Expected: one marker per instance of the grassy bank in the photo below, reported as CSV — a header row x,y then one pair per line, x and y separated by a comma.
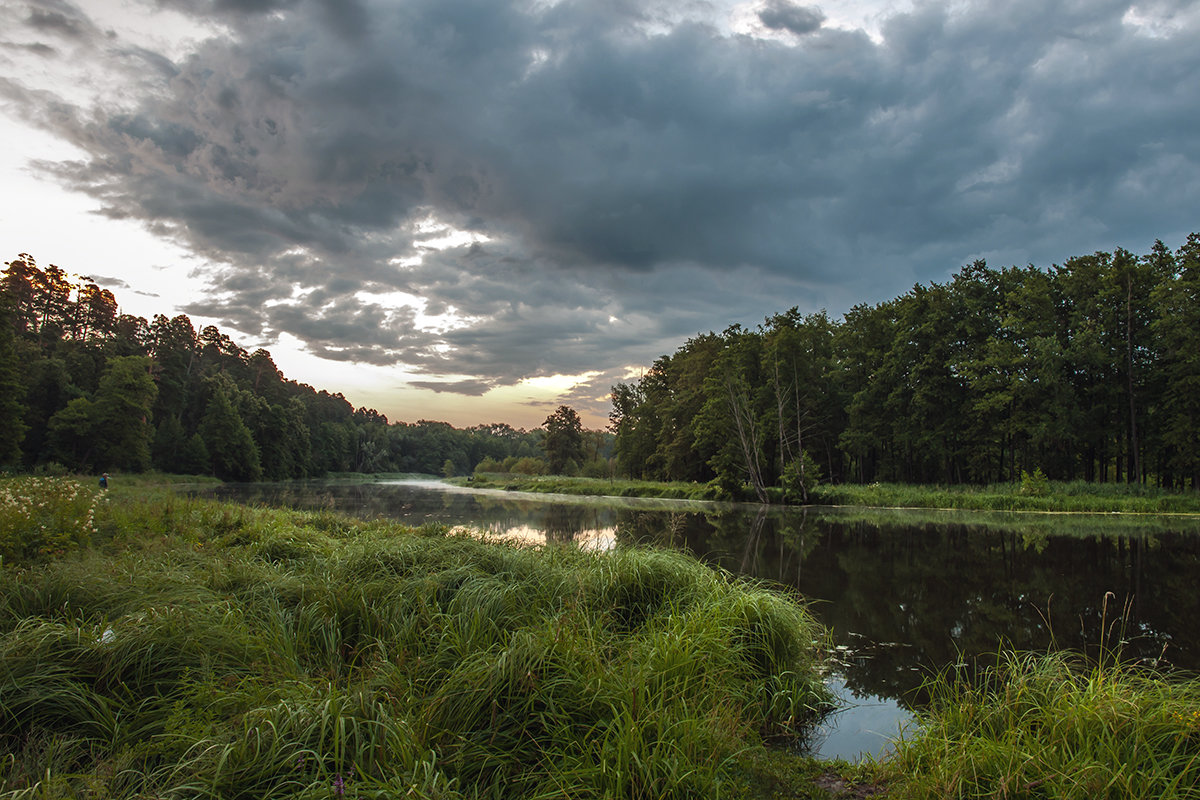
x,y
179,648
1048,726
1049,495
591,486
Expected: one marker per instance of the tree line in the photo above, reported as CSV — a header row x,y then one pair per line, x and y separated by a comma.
x,y
87,388
1086,371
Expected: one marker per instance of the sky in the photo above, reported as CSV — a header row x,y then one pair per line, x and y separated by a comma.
x,y
478,210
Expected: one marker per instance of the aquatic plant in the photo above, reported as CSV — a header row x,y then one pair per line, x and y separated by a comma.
x,y
1051,726
222,651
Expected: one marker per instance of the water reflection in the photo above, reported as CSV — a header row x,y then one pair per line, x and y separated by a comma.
x,y
904,593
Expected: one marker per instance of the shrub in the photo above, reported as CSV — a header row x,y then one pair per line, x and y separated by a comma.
x,y
45,516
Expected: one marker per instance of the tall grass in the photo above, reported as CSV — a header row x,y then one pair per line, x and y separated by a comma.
x,y
1051,726
202,650
1056,495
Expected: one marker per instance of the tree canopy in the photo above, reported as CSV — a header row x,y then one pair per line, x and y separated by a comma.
x,y
1086,371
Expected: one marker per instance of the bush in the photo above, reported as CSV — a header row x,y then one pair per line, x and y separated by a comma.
x,y
45,516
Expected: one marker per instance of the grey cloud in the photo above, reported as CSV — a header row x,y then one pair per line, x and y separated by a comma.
x,y
469,388
627,164
54,22
781,14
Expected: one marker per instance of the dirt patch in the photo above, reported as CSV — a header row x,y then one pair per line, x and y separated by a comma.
x,y
839,787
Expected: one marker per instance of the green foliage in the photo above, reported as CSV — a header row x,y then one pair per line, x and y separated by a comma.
x,y
228,441
1087,371
563,440
42,517
73,400
217,651
120,414
801,479
1051,727
1036,485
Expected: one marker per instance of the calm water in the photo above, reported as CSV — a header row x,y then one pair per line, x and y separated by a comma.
x,y
904,591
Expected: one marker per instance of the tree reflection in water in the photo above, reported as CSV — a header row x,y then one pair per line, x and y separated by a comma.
x,y
904,593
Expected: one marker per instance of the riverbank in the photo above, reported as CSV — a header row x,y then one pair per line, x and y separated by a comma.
x,y
185,648
174,647
1047,497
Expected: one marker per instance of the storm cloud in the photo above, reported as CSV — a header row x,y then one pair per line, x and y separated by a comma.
x,y
491,190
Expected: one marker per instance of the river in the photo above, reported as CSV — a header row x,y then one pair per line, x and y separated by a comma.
x,y
904,591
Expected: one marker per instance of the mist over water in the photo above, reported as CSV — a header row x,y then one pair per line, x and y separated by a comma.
x,y
905,594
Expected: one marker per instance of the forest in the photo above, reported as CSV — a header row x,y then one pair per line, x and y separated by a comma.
x,y
1087,371
87,388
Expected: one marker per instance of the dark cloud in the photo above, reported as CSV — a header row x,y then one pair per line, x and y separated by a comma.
x,y
469,388
781,14
53,22
631,176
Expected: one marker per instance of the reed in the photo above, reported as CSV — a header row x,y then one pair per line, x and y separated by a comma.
x,y
204,650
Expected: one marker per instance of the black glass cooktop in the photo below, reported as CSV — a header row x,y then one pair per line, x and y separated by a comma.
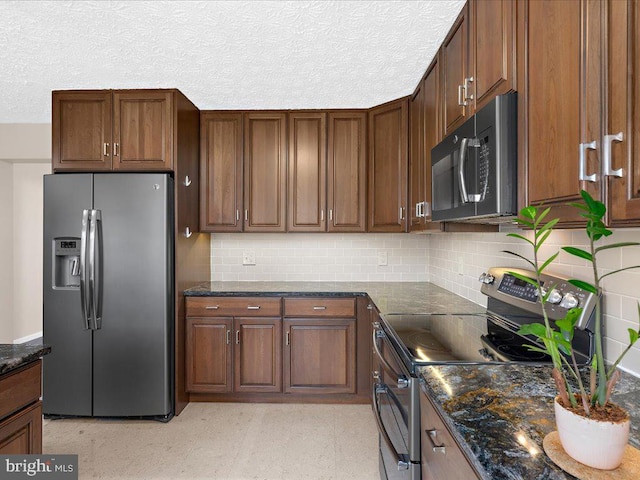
x,y
431,339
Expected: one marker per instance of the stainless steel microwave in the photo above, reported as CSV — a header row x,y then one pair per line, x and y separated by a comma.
x,y
474,170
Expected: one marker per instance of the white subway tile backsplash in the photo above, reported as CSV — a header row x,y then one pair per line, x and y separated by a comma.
x,y
621,289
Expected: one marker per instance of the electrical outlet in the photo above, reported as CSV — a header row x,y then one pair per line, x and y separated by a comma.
x,y
249,257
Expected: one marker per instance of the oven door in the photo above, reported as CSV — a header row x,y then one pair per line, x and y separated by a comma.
x,y
392,406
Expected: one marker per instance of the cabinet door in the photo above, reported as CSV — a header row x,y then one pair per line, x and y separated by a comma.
x,y
320,355
559,104
492,47
347,182
417,160
265,172
388,167
21,433
81,130
221,172
454,72
208,355
258,354
432,132
142,127
623,114
307,172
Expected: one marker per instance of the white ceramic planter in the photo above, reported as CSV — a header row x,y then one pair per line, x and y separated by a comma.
x,y
596,444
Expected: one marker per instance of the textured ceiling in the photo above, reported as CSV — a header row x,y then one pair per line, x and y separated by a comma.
x,y
221,54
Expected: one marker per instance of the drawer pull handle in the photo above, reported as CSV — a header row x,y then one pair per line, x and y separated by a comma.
x,y
431,434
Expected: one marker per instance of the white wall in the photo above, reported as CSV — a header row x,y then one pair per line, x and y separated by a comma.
x,y
6,252
478,251
319,257
25,155
27,248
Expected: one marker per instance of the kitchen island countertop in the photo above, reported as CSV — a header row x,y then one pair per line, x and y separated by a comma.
x,y
14,356
500,414
389,297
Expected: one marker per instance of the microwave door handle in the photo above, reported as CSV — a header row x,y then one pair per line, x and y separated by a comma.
x,y
463,160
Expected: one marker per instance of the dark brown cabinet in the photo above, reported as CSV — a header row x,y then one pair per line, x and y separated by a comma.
x,y
579,106
307,177
456,77
492,54
347,174
221,172
21,411
388,167
234,344
623,111
478,59
320,345
132,130
265,172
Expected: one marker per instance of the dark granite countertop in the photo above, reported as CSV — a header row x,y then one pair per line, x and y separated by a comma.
x,y
14,356
389,297
501,413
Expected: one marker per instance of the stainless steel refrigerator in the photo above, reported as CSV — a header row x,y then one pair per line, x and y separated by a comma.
x,y
108,295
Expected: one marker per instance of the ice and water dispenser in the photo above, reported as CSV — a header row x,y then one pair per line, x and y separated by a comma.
x,y
66,263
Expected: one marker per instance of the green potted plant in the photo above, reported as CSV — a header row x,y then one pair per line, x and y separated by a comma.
x,y
579,406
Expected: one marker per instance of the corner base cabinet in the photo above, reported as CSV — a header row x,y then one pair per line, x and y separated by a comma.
x,y
21,411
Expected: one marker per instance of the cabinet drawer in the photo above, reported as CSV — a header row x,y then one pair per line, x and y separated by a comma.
x,y
234,306
441,455
320,307
20,388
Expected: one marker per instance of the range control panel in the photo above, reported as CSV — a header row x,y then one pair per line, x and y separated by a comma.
x,y
500,283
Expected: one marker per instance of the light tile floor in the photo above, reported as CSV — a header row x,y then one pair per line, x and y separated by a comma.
x,y
225,441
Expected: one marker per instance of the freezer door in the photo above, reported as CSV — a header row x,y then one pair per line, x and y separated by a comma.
x,y
67,369
133,347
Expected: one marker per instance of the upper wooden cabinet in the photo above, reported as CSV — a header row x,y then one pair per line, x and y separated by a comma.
x,y
425,132
221,172
265,172
388,167
478,59
623,111
347,181
579,106
132,130
456,75
307,172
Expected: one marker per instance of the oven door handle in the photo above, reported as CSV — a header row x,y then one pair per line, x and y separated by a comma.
x,y
402,458
403,381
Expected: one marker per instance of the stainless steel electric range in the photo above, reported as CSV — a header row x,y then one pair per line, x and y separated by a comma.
x,y
403,343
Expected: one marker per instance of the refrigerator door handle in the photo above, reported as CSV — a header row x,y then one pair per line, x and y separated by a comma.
x,y
94,278
84,291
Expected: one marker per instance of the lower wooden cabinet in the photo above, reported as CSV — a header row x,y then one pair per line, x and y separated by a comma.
x,y
320,355
21,411
22,432
233,348
442,458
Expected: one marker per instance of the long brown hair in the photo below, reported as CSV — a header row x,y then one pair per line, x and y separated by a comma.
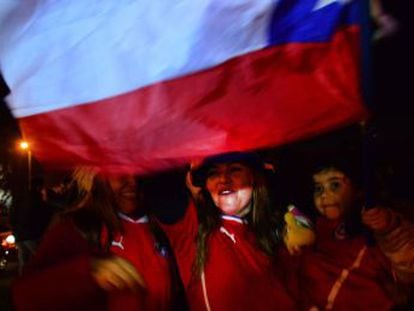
x,y
263,221
93,208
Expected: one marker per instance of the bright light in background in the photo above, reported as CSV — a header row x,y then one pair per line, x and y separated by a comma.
x,y
24,145
10,239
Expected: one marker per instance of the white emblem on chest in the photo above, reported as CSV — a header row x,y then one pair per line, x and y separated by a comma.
x,y
228,234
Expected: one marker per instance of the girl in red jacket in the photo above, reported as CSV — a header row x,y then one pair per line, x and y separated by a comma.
x,y
359,257
101,255
227,246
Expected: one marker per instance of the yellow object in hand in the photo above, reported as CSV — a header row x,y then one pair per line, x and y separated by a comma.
x,y
298,230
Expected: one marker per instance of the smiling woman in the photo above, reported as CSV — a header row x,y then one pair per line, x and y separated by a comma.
x,y
235,230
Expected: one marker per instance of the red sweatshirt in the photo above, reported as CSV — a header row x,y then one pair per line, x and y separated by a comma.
x,y
59,275
237,275
365,271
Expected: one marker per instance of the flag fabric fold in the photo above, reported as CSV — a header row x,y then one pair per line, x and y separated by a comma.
x,y
141,86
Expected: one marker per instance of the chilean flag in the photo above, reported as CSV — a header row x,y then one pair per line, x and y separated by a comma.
x,y
140,86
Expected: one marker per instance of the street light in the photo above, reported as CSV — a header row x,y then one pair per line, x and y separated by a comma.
x,y
25,146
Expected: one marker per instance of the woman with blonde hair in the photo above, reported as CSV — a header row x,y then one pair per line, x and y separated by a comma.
x,y
101,254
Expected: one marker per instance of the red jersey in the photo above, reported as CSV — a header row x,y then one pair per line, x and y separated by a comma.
x,y
237,275
361,273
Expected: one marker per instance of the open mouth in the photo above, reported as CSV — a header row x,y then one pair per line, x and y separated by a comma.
x,y
226,192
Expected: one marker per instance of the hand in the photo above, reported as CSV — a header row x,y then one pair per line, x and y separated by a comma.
x,y
378,219
195,191
115,273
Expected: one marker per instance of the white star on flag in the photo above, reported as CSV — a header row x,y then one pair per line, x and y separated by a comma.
x,y
323,3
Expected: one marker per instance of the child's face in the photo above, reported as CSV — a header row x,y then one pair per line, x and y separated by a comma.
x,y
333,193
231,187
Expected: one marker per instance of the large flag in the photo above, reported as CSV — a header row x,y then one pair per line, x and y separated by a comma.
x,y
146,85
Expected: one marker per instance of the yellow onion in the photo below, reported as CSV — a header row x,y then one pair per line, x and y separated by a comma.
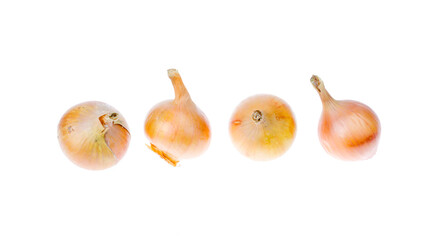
x,y
348,130
262,127
93,135
177,129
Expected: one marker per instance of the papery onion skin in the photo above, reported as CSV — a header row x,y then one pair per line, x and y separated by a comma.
x,y
177,129
262,127
348,130
93,135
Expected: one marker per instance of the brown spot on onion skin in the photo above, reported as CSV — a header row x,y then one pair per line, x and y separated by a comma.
x,y
348,130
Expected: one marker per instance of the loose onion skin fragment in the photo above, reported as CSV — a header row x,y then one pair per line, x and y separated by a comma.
x,y
93,135
348,130
177,129
262,127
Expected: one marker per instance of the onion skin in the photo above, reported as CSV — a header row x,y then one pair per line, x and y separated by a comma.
x,y
93,135
177,129
348,130
262,127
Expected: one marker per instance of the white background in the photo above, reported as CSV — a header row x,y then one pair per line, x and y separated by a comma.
x,y
386,54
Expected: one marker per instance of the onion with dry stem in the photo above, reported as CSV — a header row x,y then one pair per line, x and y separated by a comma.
x,y
348,129
262,127
93,135
177,129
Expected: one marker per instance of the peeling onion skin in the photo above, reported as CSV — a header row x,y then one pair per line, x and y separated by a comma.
x,y
177,129
262,127
348,130
93,135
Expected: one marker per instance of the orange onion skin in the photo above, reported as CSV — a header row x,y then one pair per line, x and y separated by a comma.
x,y
93,135
177,129
262,127
348,130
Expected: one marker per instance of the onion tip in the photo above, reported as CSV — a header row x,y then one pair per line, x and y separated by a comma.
x,y
165,156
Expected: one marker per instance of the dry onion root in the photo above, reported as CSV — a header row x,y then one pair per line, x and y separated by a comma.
x,y
177,129
93,135
348,130
262,127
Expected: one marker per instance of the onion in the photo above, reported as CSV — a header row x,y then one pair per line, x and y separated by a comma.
x,y
348,130
177,129
262,127
93,135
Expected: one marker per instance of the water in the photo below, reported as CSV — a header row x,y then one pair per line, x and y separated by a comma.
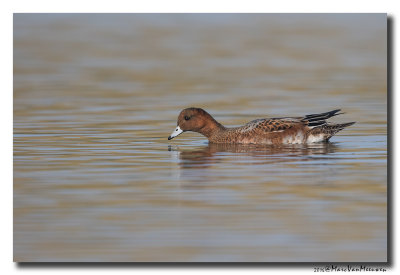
x,y
96,96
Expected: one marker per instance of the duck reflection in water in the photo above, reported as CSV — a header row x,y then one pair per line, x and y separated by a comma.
x,y
213,153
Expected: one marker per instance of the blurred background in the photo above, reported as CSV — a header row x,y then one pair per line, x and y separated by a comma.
x,y
97,95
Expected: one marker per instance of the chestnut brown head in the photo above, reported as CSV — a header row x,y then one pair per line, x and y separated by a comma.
x,y
191,119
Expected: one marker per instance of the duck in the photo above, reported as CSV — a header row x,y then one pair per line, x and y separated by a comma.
x,y
306,129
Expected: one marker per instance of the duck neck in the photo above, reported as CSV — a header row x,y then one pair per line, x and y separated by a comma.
x,y
211,128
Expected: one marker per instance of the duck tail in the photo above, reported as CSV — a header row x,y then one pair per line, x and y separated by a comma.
x,y
329,130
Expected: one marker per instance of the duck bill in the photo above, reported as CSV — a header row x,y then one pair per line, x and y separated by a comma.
x,y
175,133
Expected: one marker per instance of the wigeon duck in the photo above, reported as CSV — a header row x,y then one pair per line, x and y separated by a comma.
x,y
285,130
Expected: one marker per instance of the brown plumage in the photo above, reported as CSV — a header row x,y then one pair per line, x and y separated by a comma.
x,y
285,130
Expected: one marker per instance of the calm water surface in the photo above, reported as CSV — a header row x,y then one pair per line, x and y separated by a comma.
x,y
96,96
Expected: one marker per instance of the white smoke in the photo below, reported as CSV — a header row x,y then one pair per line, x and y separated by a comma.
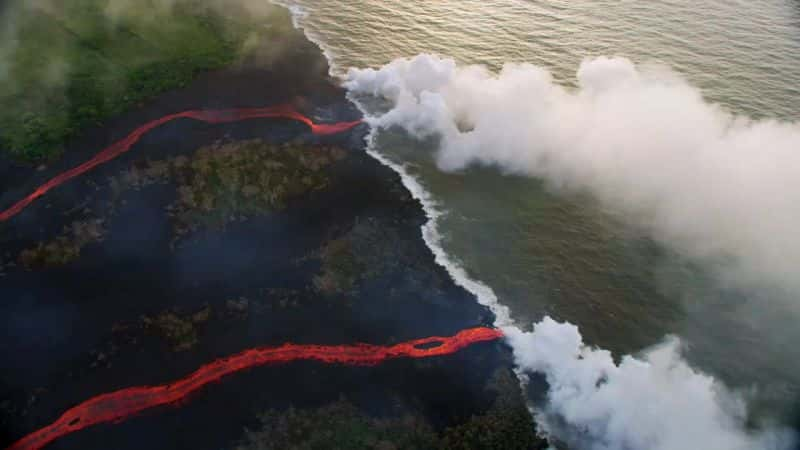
x,y
716,187
657,402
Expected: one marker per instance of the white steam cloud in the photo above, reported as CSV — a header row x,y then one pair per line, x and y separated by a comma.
x,y
657,402
716,187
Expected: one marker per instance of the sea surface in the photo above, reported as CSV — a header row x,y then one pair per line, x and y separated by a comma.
x,y
545,253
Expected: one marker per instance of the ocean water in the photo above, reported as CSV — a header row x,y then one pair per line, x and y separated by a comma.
x,y
545,252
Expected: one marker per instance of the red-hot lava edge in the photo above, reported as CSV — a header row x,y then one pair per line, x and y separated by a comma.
x,y
210,116
119,405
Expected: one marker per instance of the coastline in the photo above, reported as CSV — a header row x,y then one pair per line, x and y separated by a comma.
x,y
64,318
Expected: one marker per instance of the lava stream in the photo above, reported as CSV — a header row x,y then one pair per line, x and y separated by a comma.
x,y
210,116
119,405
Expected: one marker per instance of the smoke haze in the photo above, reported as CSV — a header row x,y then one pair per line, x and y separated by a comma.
x,y
656,402
718,188
713,186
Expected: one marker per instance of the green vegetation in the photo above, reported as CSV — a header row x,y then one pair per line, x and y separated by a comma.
x,y
180,331
68,65
65,248
224,183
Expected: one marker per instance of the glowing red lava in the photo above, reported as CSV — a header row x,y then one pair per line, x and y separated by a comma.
x,y
210,116
119,405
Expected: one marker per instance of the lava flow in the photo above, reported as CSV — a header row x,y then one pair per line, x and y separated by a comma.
x,y
209,116
119,405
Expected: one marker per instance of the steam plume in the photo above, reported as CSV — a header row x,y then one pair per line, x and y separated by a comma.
x,y
717,187
657,402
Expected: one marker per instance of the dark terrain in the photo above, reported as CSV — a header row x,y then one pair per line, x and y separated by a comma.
x,y
135,294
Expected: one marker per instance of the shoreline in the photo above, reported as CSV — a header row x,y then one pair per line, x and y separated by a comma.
x,y
61,345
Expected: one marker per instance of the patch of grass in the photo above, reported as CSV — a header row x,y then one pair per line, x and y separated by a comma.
x,y
65,248
70,65
507,425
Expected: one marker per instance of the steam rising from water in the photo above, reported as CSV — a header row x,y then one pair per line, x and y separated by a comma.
x,y
656,402
718,188
644,142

# # # #

→ The problem:
Retype word for word the lines running from the line containing "Expected: one marker per instance of the lava flow" to the end of the listing, and only those.

→ Solution:
Expected: one marker per instance of the lava flow in the photo above, reported as CSV — a header row x,y then one pair per line, x and y separated by a comma.
x,y
209,116
119,405
Expected: one marker per instance of the steam plume in the photo above, reported as CSV — a header row x,y then one pair per line, x and y separated by a comma.
x,y
717,187
657,402
Expected: one marker per instance of the dark terrain in the photo above, reported as CSV — a header row x,y then one pair per line, x and y separated by a comma.
x,y
135,294
Expected: one marker per instance of the shoreline in the photo above, reported as CSV — a header row x,y then one pair per line, x and y separated by a comma.
x,y
61,345
Expected: one marker per instance of the patch of grass in the photo above, reported as CSV — a header row x,y then one pair per line, x and y separated by a comma.
x,y
65,248
70,65
507,425
Expected: one marker per instance of the steam rising from water in the photo above, reported as CSV — a header row x,y then one pair per line, x and y separated by a comma.
x,y
656,402
718,188
644,142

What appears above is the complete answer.